◆ Supplied information
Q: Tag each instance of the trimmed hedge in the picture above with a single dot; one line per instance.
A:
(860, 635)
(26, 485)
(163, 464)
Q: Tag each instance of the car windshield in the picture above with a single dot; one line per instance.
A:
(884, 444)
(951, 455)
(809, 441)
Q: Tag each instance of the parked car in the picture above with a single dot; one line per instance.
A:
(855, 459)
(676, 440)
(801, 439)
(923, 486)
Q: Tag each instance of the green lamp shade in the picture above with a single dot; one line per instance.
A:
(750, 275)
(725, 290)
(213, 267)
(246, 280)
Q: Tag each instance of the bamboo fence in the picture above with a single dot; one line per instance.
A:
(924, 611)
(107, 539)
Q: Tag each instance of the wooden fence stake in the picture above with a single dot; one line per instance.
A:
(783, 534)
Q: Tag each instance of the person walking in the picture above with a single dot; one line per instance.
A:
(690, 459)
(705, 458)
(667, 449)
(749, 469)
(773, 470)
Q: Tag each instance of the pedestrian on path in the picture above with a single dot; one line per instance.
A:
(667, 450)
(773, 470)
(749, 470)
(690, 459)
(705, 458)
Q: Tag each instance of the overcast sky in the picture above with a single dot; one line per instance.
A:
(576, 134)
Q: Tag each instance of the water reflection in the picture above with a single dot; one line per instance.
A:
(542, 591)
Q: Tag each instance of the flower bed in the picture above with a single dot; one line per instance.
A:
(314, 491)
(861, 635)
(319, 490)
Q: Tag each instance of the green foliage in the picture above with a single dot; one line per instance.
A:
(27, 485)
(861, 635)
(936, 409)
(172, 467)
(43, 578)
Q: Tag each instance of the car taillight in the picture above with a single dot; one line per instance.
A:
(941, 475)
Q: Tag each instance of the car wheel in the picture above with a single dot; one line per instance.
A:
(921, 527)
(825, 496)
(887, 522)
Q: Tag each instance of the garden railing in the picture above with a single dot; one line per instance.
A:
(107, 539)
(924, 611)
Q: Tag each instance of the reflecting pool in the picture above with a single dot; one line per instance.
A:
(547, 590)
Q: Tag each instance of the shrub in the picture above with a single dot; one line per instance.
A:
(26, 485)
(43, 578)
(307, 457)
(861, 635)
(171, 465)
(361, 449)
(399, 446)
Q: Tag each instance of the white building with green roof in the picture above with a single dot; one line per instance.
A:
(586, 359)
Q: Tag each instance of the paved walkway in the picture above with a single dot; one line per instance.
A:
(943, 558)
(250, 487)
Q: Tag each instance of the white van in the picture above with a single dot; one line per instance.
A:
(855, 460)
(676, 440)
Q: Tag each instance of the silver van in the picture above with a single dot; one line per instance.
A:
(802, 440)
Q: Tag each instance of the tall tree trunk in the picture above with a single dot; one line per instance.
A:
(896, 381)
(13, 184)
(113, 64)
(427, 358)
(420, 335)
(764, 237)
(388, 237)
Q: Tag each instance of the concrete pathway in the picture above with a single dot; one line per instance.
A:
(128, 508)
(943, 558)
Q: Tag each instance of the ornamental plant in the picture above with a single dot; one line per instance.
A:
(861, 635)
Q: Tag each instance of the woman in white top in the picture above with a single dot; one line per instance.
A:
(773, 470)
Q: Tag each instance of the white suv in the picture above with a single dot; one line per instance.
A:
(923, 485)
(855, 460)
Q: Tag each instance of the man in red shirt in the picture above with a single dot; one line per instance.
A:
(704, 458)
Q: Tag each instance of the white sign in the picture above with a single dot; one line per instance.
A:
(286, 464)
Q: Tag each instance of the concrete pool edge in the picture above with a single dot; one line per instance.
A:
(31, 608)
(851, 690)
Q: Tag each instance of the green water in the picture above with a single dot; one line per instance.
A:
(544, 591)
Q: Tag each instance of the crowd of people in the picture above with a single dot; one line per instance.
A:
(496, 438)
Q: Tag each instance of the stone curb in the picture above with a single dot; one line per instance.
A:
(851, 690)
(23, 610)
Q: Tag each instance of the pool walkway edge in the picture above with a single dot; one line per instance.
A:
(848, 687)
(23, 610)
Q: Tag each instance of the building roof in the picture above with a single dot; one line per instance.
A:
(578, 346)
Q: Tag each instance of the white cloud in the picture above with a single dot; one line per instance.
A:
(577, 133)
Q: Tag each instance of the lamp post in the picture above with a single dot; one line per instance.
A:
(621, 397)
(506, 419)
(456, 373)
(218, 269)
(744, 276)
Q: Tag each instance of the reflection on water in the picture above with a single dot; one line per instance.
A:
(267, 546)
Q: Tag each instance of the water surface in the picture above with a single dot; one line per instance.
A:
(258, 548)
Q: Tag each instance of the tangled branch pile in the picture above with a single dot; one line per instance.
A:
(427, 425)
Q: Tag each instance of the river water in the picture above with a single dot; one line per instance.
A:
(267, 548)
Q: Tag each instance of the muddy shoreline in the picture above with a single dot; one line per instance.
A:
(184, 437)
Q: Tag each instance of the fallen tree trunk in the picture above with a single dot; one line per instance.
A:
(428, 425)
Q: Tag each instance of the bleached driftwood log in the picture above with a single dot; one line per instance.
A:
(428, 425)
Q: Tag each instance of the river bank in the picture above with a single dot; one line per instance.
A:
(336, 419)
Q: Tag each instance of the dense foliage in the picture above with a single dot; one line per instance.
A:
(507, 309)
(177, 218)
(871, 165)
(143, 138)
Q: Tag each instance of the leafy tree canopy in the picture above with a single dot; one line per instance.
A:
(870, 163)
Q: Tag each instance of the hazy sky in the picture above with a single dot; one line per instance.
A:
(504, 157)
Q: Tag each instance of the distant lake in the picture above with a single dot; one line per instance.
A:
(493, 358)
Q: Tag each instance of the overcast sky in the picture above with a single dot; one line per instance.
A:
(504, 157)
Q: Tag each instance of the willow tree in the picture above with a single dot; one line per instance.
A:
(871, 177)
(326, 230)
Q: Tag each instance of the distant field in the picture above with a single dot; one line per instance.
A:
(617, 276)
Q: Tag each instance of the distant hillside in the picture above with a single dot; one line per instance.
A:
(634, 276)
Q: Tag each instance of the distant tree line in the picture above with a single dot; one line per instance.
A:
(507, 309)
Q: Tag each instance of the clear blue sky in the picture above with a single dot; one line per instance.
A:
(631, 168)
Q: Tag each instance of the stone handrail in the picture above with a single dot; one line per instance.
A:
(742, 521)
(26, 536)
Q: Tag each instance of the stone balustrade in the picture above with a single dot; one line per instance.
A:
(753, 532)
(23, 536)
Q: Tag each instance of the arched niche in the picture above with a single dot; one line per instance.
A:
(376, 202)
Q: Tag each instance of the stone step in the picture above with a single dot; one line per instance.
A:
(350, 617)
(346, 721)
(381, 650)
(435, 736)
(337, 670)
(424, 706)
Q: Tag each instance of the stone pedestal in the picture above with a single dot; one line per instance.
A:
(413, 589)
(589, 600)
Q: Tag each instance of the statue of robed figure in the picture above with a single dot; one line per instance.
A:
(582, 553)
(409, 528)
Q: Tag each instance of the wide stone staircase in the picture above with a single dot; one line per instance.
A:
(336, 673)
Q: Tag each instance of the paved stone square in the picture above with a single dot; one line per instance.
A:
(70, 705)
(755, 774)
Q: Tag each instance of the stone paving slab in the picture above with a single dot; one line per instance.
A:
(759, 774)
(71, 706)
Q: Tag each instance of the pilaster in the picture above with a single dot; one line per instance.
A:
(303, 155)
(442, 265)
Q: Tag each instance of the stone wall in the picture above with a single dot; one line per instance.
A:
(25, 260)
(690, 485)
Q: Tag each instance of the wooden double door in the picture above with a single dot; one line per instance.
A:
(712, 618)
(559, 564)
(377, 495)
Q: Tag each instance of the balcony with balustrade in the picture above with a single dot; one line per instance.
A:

◆ Written task
Reproduce only the lines from the line containing "Q: Tag each instance of the stone balustrade" to the last line of the material above, both of those lines included.

◆ Response below
Q: Tag each instance of the stone balustrade in the picture above with a single dot; one line per instance.
A:
(753, 532)
(23, 536)
Q: Tag each instance of the arched niche in the picture above with a single dot; one line per instance.
A:
(376, 202)
Q: Tag each instance of the stone step in the picture above with a single dot; one line per instance.
A:
(350, 617)
(346, 721)
(381, 650)
(435, 736)
(337, 670)
(424, 706)
Q: Tag each instance of the stone pedestal in the picture above with a single dot; one line per instance.
A:
(413, 589)
(589, 600)
Q: Tag each instance of the statue of robed figure in the picture above with a single dot; one line per instance.
A:
(582, 553)
(409, 528)
Q: Tag each instance of the wide stone staircase in the picture above with a single dot; one line per instance.
A:
(336, 673)
Q: Tag each instance of the paved stone square in the picture above with a single dot; one line per instance.
A:
(70, 705)
(755, 774)
Q: Tag each instance of the stone paving slab in the picture above with a single dot; one line per instance.
A:
(759, 774)
(71, 706)
Q: Tag each instance of the pilaster in the picture above with a single dot; one line per instance.
A:
(303, 155)
(442, 265)
Q: Tag each instance of the stone wall in the picture above with a single dot; one line per instance.
A:
(25, 260)
(690, 485)
Q: Tag each instance of the wooden double door in the picture above with a single dot; one line per instance.
A:
(712, 618)
(559, 564)
(377, 495)
Q: Tag each instance of the balcony with balustrade in the picture above with a single dot; one line per instance.
A:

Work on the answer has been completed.